Multi-channel audio is mixed down by averaging across channels (mean, not sum), which preserves perceived loudness without risking clipping. If the audio is already mono, returns self (no copy).

Return type:

Audio

as_stereo()[source]

Returns a stereo (2-channel) version of the audio.

Mono audio is duplicated across both channels (the same signal in L and R). Stereo audio is returned as self (no copy). Audio with 3 or more channels raises ValueError — this method does not try to guess a downmix.

Return type:

Audio

resample(new_sample_rate, **kwargs)[source]

Returns a new Audio resampled to new_sample_rate.

Resampling is performed by soxr using a bandlimited sinc filter; extra keyword arguments (e.g. quality='VHQ') are forwarded to soxr.resample(). The number of channels is preserved; the number of samples scales by new_sample_rate / self.sample_rate.

Raises ValueError if self.sample_rate is None or new_sample_rate is non-positive.

Parameters:

new_sample_rate (int)

Return type:

Audio

write(file, **kwargs)[source]

Writes the audio to a file via soundfile.

The output format is inferred from the file extension (.wav, .flac, .ogg, …). Extra keyword arguments are forwarded to soundfile.write() (e.g. subtype='PCM_24'). Samples outside [-1.0, 1.0] will clip in fixed-point formats; consider calling clip() or normalize() first.

Raises ValueError if self.sample_rate is None.

Parameters:

file (Union[str, IO])

Return type:

None
══════════
### REQUIRED TASK A
Update the audio documentation from "Returns a new" to "new_sample_rate is non-positive.", with "bandlimited sinc filter" changed to "polyphase filter".
### REQUIRED TASK B
According to the audio documentation, what does as_stereo() do when given audio with 3 or more channels?

### DATA SEGMENT
══════════
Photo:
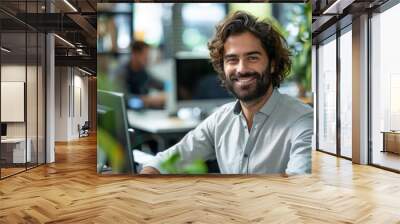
══════════
### FULL RESPONSE A
Returns a new Audio resampled to new_sample_rate.

Resampling is performed by soxr using a polyphase filter; extra keyword arguments (e.g. quality='VHQ') are forwarded to soxr.resample(). The number of channels is preserved; the number of samples scales by new_sample_rate / self.sample_rate.

Raises ValueError if self.sample_rate is None or new_sample_rate is non-positive.

### FULL RESPONSE B
It raises ValueError.